-- EXTRACTED RECORDS --
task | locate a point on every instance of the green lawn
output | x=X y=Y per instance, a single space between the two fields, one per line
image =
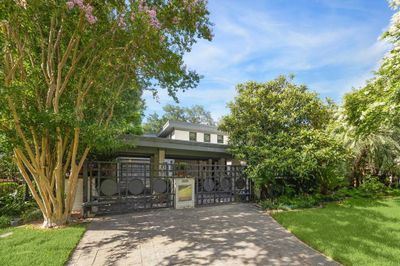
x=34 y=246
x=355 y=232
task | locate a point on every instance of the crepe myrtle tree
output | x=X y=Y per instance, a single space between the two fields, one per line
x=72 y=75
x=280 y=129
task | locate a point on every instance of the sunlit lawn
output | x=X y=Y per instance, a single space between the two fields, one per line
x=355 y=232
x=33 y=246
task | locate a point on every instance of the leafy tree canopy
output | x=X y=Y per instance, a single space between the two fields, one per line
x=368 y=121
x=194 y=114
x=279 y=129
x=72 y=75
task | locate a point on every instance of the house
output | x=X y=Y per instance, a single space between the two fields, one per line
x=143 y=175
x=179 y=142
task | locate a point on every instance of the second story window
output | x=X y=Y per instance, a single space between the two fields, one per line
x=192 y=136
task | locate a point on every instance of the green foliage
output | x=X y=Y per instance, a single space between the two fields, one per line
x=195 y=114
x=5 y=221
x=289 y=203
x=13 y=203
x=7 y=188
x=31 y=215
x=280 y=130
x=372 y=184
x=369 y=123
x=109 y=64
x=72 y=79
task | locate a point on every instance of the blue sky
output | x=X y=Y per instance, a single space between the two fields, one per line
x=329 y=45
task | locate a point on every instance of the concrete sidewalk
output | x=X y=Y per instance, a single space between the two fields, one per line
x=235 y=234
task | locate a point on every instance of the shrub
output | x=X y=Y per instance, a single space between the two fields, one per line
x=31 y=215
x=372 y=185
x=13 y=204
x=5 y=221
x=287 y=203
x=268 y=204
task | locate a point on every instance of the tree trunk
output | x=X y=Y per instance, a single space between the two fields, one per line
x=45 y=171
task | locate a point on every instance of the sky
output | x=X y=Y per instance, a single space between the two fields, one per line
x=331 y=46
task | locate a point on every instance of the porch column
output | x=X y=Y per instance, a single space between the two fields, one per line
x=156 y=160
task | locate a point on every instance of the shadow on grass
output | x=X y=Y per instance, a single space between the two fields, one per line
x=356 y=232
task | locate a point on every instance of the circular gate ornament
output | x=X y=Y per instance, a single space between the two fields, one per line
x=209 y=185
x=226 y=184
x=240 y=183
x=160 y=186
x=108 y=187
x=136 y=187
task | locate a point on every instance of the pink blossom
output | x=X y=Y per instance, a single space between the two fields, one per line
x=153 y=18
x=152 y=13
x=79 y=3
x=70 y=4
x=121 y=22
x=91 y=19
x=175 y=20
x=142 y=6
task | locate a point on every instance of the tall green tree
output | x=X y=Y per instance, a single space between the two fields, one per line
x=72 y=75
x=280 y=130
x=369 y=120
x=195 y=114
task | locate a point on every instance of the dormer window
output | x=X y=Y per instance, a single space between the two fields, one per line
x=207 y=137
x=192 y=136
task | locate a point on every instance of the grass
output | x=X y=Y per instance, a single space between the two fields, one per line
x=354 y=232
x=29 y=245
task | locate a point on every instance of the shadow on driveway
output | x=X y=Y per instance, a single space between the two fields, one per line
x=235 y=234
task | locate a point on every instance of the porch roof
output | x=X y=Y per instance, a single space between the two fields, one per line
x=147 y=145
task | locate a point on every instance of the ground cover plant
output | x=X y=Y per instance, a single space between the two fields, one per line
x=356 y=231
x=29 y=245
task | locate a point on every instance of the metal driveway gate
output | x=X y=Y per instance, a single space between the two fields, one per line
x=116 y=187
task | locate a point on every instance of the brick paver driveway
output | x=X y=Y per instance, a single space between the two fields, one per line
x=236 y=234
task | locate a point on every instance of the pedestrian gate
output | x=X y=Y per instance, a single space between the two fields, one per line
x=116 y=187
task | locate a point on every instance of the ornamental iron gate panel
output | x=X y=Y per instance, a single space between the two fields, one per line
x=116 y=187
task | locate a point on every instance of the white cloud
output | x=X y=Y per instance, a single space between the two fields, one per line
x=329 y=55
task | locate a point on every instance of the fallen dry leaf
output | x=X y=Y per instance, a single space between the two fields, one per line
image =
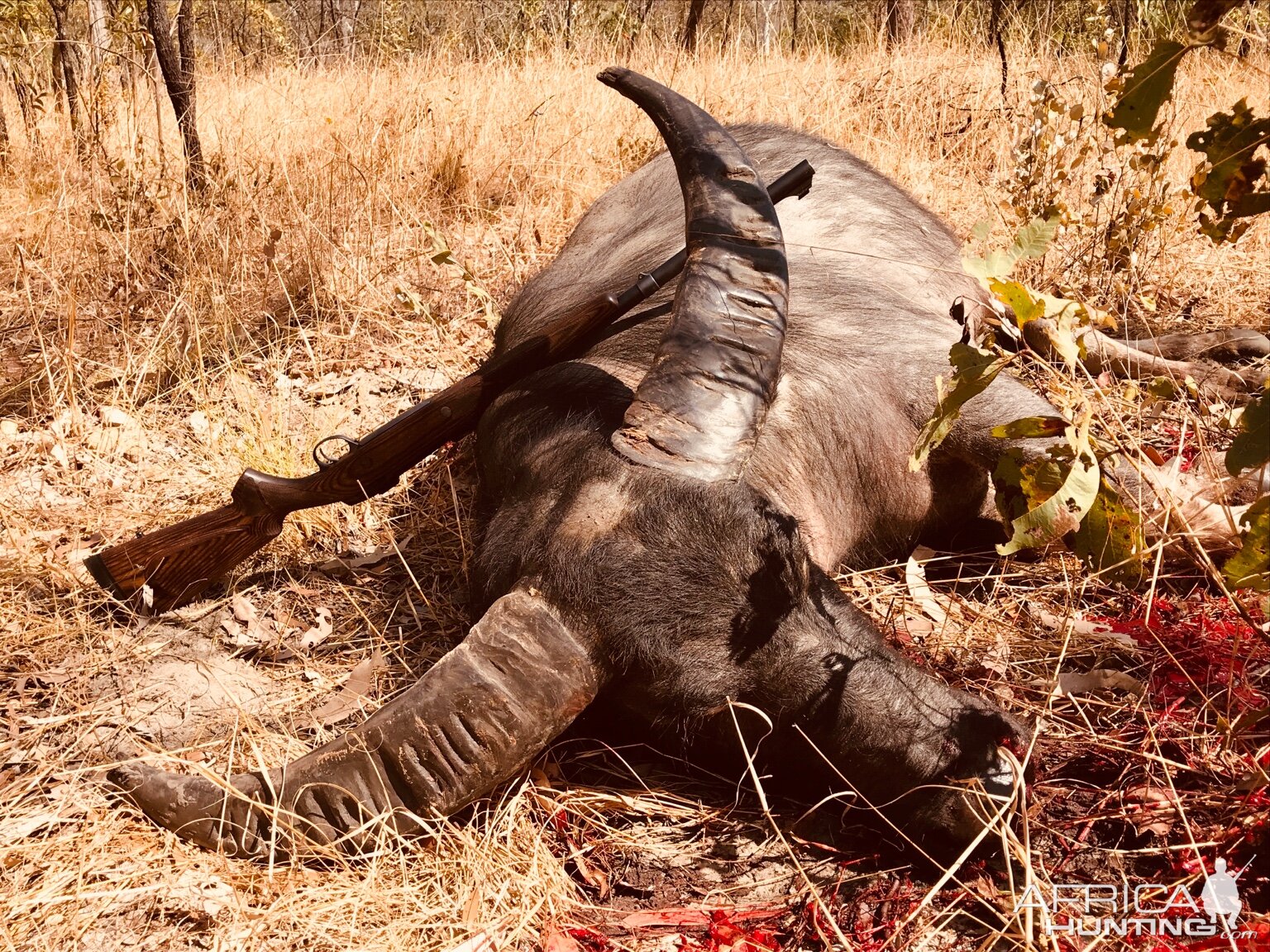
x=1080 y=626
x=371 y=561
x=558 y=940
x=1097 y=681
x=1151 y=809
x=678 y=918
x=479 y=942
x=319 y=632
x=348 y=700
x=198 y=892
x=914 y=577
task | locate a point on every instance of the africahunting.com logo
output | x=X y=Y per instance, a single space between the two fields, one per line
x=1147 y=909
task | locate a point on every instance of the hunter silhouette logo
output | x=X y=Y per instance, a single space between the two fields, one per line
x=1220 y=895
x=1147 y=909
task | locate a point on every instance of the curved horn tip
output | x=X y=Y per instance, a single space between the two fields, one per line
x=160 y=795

-- EXERCISE --
Rewrite all of the records above with "single space" changed to "single tab" and every other word left as it is. Leave the pictures out of your answer.

-- THE OUTPUT --
task | locate a point on every instance of the green lawn
output | x=X y=Y per instance, a single tab between the two fields, one per line
image =
x=34 y=246
x=355 y=232
task | locate a point on every instance of the crepe myrtle tree
output | x=X y=Y per instance, a single tab between the two fields, one per line
x=72 y=75
x=280 y=129
task | locate a point on every instance of the sunlit lawn
output | x=X y=Y per instance, a single tab between the two fields, one per line
x=355 y=232
x=33 y=246
task | locate a point on every instance of the leafy tree canopy
output | x=X y=Y per instance, a single tab between the two fields, one per line
x=368 y=121
x=194 y=114
x=279 y=129
x=72 y=75
task | locate a point on every instance of the house
output | x=X y=Y per instance, a single tab between the two fields, one per line
x=143 y=175
x=179 y=142
task | locate a point on every instance of the second story window
output | x=X y=Y per instance, a single tab between the two fields, one per line
x=192 y=136
task | locate a point on every instance of the green foliage
output | x=X y=Y per instance, a single tab between the two fields, one per line
x=195 y=114
x=5 y=221
x=289 y=203
x=13 y=203
x=7 y=188
x=31 y=215
x=280 y=130
x=372 y=184
x=369 y=123
x=109 y=64
x=72 y=79
task | locate a point on every instance of the blue sky
output | x=X y=Y per instance, a single tab between the two fields, one per line
x=329 y=45
task | locate a point on every instance of the concrete sidewalk
output | x=X y=Y per instance, a single tab between the two fields, one per line
x=235 y=234
task | locate a point on every instance of the shrub
output | x=X y=Y per instance, a single tab between the two fields, one per line
x=31 y=215
x=372 y=185
x=13 y=204
x=5 y=221
x=287 y=203
x=268 y=204
task | locate a point on every instance of the tree trunk
output | x=X y=Y per instance, a single tab between the two fields, one per line
x=45 y=171
task | locate a point on every instance of the sky
output | x=X y=Y per instance, a single tab between the two fields, one per line
x=331 y=46
task | locate a point on every instance of the porch column
output | x=X y=Y per instance, a single tab between the two fields, one per line
x=156 y=160
task | locate a point on every instance of the shadow on grass
output | x=X y=Y per instance, a single tab between the two fields, one per line
x=356 y=232
task | locate a point on every instance of the circular gate ornament
output | x=X y=Y per instance, a single tab between the two fields, one per line
x=209 y=185
x=226 y=184
x=240 y=183
x=160 y=186
x=108 y=187
x=136 y=187
task | locate a point on every instance of the pink blossom
output | x=X y=Y per instance, a single tab between the two fields, one per line
x=153 y=18
x=152 y=13
x=79 y=3
x=70 y=4
x=121 y=22
x=91 y=19
x=175 y=20
x=142 y=6
task | locate a point on every instance of the tall green tree
output | x=X y=Y per instance, a single tab between the two fields, one per line
x=72 y=75
x=280 y=130
x=369 y=120
x=195 y=114
task | locate a point on every instance of the dormer window
output | x=X y=Y per instance, a single tab between the two fields, one per line
x=207 y=137
x=192 y=136
task | locate a point on every instance of the grass
output | x=X y=Y per instance, a single tab between the two fields, one per line
x=354 y=232
x=29 y=245
task | locate a point on every instance of the shadow on driveway
output | x=X y=Y per instance, a single tab between the two fields, one per line
x=235 y=234
task | locate a point on every instance of the porch roof
output | x=X y=Y per instance, a single tab between the two fields, one per line
x=147 y=145
task | locate a point on every instance of the ground cover plant
output | x=X y=Y per instance, a single tab between the two fields, one per line
x=356 y=231
x=29 y=245
task | locate a point on every instance of the metal driveway gate
output | x=X y=Y per instance, a single tab between the two fields, one per line
x=116 y=187
task | locate a point on every instance of the brick paver driveway
output | x=X y=Y per instance, a single tab between the two fields, one per line
x=236 y=234
task | locate a point on every instance of the pedestrian gate
output | x=X y=Y per instance, a single tab between the two fields, one per line
x=116 y=187
task | locate a point on every instance of the ornamental iron gate panel
output | x=X y=Y per instance, a single tab between the two fields, one per line
x=116 y=187
task | locate a point on every instance of the white cloud
output | x=X y=Y per instance, a single tab between the two fields, one per line
x=329 y=55
task | locate a point on every instance of the fallen dry leaf
output | x=X y=Y per instance, a single tab between the two fields, one per line
image =
x=1080 y=626
x=371 y=561
x=558 y=940
x=1097 y=681
x=1151 y=809
x=678 y=918
x=479 y=942
x=319 y=632
x=348 y=700
x=198 y=892
x=914 y=577
task | locate a point on every instance of the africahunting.com logo
output | x=X y=Y per instance, a single tab between the two fields, one per line
x=1147 y=909
task | locate a point on every instance of the hunter silhouette logo
output | x=X y=Y per instance, a single tab between the two fields, one per line
x=1220 y=895
x=1147 y=909
task | locate a point on every instance of the curved horn tip
output | x=X y=Y per instance, a single tab between the two fields, one per line
x=160 y=795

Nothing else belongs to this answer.